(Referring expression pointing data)
_ _ _ _ _ _ _

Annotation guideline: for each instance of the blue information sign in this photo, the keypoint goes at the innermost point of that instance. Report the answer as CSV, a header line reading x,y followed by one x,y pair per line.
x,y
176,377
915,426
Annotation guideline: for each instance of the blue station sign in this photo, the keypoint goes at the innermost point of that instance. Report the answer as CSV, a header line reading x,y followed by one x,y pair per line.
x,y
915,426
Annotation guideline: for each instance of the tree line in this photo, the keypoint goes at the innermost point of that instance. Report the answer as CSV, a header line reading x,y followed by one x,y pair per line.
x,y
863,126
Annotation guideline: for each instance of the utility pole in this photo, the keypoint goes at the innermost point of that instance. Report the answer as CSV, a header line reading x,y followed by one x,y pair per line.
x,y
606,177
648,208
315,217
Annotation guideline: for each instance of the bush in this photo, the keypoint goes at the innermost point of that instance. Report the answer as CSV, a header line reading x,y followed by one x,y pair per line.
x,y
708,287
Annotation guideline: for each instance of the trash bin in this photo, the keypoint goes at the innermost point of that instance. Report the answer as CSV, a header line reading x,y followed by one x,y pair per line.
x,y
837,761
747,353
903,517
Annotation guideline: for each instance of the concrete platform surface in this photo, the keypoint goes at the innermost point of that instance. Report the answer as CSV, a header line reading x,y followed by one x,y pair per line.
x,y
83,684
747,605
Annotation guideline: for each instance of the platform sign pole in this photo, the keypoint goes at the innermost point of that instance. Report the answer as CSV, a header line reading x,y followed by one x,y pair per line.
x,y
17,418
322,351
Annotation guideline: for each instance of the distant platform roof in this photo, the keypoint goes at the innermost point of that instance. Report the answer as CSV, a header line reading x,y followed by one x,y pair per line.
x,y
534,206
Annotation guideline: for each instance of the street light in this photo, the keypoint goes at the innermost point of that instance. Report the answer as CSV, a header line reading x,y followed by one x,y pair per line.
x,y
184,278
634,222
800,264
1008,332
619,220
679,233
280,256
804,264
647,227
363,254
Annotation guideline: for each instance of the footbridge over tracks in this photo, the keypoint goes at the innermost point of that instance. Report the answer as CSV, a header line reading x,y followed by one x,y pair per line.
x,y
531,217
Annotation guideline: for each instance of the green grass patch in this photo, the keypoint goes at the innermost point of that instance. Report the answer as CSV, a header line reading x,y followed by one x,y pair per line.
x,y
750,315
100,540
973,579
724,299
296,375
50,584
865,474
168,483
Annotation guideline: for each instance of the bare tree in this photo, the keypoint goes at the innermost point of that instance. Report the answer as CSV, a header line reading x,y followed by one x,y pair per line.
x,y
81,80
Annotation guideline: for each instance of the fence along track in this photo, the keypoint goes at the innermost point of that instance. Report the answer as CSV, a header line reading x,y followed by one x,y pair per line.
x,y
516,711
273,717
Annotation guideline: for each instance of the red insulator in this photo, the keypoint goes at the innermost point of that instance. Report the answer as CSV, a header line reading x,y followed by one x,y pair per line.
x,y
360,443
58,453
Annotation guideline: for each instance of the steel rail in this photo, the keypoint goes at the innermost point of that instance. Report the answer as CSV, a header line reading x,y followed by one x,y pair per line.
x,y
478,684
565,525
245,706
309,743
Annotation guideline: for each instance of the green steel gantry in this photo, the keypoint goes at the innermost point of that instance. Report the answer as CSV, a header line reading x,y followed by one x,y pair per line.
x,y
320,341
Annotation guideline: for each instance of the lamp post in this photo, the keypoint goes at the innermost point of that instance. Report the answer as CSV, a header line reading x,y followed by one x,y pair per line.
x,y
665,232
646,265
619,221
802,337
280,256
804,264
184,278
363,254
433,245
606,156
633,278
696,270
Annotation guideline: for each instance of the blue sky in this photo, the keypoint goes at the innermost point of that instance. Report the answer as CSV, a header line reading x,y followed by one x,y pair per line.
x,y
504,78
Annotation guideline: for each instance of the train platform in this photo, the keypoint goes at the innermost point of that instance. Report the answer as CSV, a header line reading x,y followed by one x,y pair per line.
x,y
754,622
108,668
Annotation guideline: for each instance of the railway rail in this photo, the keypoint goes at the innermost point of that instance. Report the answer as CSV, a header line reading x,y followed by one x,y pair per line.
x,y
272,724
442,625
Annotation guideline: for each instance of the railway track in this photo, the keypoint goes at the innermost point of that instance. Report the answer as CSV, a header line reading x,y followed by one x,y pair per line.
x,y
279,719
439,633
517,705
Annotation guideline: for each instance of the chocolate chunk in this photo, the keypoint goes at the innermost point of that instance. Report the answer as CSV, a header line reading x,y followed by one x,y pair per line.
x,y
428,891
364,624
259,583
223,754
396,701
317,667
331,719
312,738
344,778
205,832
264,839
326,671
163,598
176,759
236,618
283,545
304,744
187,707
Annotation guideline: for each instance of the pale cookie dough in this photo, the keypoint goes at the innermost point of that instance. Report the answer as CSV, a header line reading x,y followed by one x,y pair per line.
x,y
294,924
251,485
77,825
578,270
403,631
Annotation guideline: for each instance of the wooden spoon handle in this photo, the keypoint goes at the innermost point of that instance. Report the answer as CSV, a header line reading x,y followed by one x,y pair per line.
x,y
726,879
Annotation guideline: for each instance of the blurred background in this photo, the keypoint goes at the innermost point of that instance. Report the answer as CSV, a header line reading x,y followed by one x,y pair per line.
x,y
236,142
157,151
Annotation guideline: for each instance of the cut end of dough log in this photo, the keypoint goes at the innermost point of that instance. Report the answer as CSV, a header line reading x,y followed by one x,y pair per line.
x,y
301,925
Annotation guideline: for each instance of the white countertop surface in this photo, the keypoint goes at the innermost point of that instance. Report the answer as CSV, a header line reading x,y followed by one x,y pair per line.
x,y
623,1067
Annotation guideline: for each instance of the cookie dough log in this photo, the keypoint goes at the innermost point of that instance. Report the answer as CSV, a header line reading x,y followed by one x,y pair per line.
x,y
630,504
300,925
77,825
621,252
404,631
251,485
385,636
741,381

_ _ _ _ _ _ _

Task directions =>
Only the data above, repeated exactly, should make up the reply.

Exercise output =>
Annotation guideline: for each instance of the blue information sign in this photo, the keypoint goes at the innermost point of that instance. Report the answer as CSV, a header line reading x,y followed by one x,y pair per line.
x,y
176,377
915,426
Annotation guideline: for each instance of the blue station sign in this photo, the keypoint goes at the innermost point of that instance. Report the answer as CSV, a header line reading x,y followed by one x,y pair per line.
x,y
915,426
Annotation guideline: for each instance of the tree line in this photo, the keypoint goes at the innermost point of that instance. Report the answer as CSV, a header line reading x,y followed by one x,y pair per line.
x,y
863,126
Annotation guideline: for each instance of the utility pole in this photo, the keypoint goes at the innermost point of that instance. Report the answer as CSV, a header line reading x,y followed by one x,y pair per line.
x,y
606,177
648,208
315,217
Annotation guideline: for each instance of the bush in this photo, the keypoint goes at the innermost point of that instance. Report the answer as CSV, a header line reading x,y followed by one x,y pair per line.
x,y
708,287
Annotation guideline: for each instance of the trash bin in this photo, the keypoint goes at the innermost point of that instance. Report the answer as CSV, a header line reading x,y followed by one x,y pair per line.
x,y
837,761
747,353
903,517
Annotation guideline: for each instance of the concrete platform surface in this photo, the keypoint goes at the innermost point of that instance. Report the answer as CSV, a header line reading x,y followed by one x,y pair per line.
x,y
83,684
747,605
Annotation guideline: for each instance of the platform sign pole in this photo, the keypoint goes at the innermost point of that instance. Report the answer as CSV, a header line reading x,y followed by one x,y pair per line.
x,y
17,418
322,351
Annotation guideline: for each instance of the distant platform roof in this photo, the keypoint goes at the innermost point of that instance. Report the answer as CSV, a header line reading x,y followed by one x,y pair per line.
x,y
534,206
Annotation guideline: for each instance of the street light in this photo, the keypoint goes at the innermost point of that instance. Report the answer as CSV, a header line reading x,y followed by one x,y pair per line.
x,y
184,278
634,222
800,264
1008,332
619,220
679,233
280,256
804,264
647,227
363,254
Annotation guideline: for each instance of the footbridge over tracks in this photo, the keypoint goes at the innermost point of that instance. Report the answer as CSV, a header line reading x,y followed by one x,y pair per line.
x,y
531,217
Annotation guideline: for each instance of the green grass patch in this photo, the keypoint goes at the innermost point of that instance. Report the answer as CSV, a header line reading x,y followed by one x,y pair per line.
x,y
750,315
100,540
973,579
724,299
296,375
50,584
865,474
168,483
Annotation guideline: for each instance of the bare tree in this photo, the keypoint goes at the innermost point of that instance. Report the answer as CSV, a header line reading x,y followed by one x,y pair per line.
x,y
81,80
Annotation guideline: for each instance of the fence along track in this photo, the keypoint goes at the innermost point of that instance. Report the answer as CSV, a header line reading x,y followed by one x,y pair per line.
x,y
516,711
273,717
Annotation guideline: for each instance of the red insulator in this photo, the keypoint goes at the innermost point of that instance. Report the answer as CSV, a header line reading x,y followed by one x,y pair per line.
x,y
360,443
58,453
Annotation guideline: for each instance of the steel rail in this photo, the keypoint goes at the innermost point of that instance. Report the answer as CSV, a header line reading x,y followed by one x,y pair per line.
x,y
478,684
565,525
245,706
309,743
Annotation guideline: for each instance of the green steel gantry in this photo, the keypoint goes at the innermost point of that instance. Report the answer as CSV, a header line reading x,y followed by one x,y pair per line.
x,y
320,341
Annotation guideline: for each instance of the lamp post in this photo, the keypoint goes at the innermost point of that instance. Report the answer as CSV, a header line reading x,y followed by one x,y pair per line.
x,y
665,232
646,265
619,221
802,337
280,256
804,264
184,278
363,254
433,245
606,156
633,278
696,270
Annotation guideline: for each instance of the blue sky in this photo, the keypoint goes at the innermost point of that instance. Report the answer as CSV, a header line reading x,y followed by one x,y pair per line.
x,y
504,78
Annotation guideline: for each instance of the train platform in this photo, the keypoint goes at the innermost point of that instance. Report the answer as CSV, a header line reading x,y followed by one x,y pair per line.
x,y
754,622
108,668
Annotation guideline: for each instance of the railway rail in this photo, the keypoint goes at the innermost point of that instance. Report the answer as CSV, a header line reading x,y followed by one x,y pair per line.
x,y
272,724
442,625
Annotation guideline: for each instance of the railway track in this photo, the keypoint goes at the innermost point of that instance. Report the answer as CSV, a header line reading x,y followed by one x,y pair per line.
x,y
279,719
439,633
517,705
Annotation guideline: for each instance of the chocolate chunk in this photo, the keypoint goes at the innermost point of that instance. Report the answer as CSV, a header line reading x,y followed by one x,y pair per line.
x,y
428,891
364,624
259,583
223,754
396,701
317,667
331,719
312,738
344,778
205,832
264,839
326,671
163,598
176,759
236,618
283,545
304,744
187,707
Annotation guideline: for each instance of the pale cookie dough in this photo, the keypoint goes at the innermost point of that instance. Report the answer as CSV, a header line reading x,y followed by one x,y pair per line.
x,y
294,924
251,485
77,825
578,270
403,631
Annotation guideline: for each instance of the wooden spoon handle in this photo, the keypoint goes at the innermost point of that instance. Report the answer as CSV, a header line reading x,y followed by one x,y pair per line.
x,y
726,879
Annotation guideline: for each instance of the blurred background in this photo, the keypoint goes at the innermost point of that instance. Report the answer as CSV, a header line reading x,y followed by one x,y pair per line.
x,y
236,142
157,151
Annotation guideline: for each instance of the cut end of dough log in this photo, the keypoint goes at the innermost point of that instance. Report the answer as CSV, a header line reading x,y followed by one x,y pair per line.
x,y
301,925
Annotation guideline: for each instance of the white countertop surface in this photo, the keypoint goes at the innermost point of that instance. Report the answer as CSV, a header line reading x,y followed by one x,y pair per line.
x,y
623,1067
Annotation guideline: for each instance of the cookie dough log in this photo, the keypoint goes at the innermost point of that instance. Report the answer as CSV, a header line reading x,y followed by one x,y pair per line.
x,y
630,504
300,925
77,825
621,252
404,631
251,485
385,636
741,381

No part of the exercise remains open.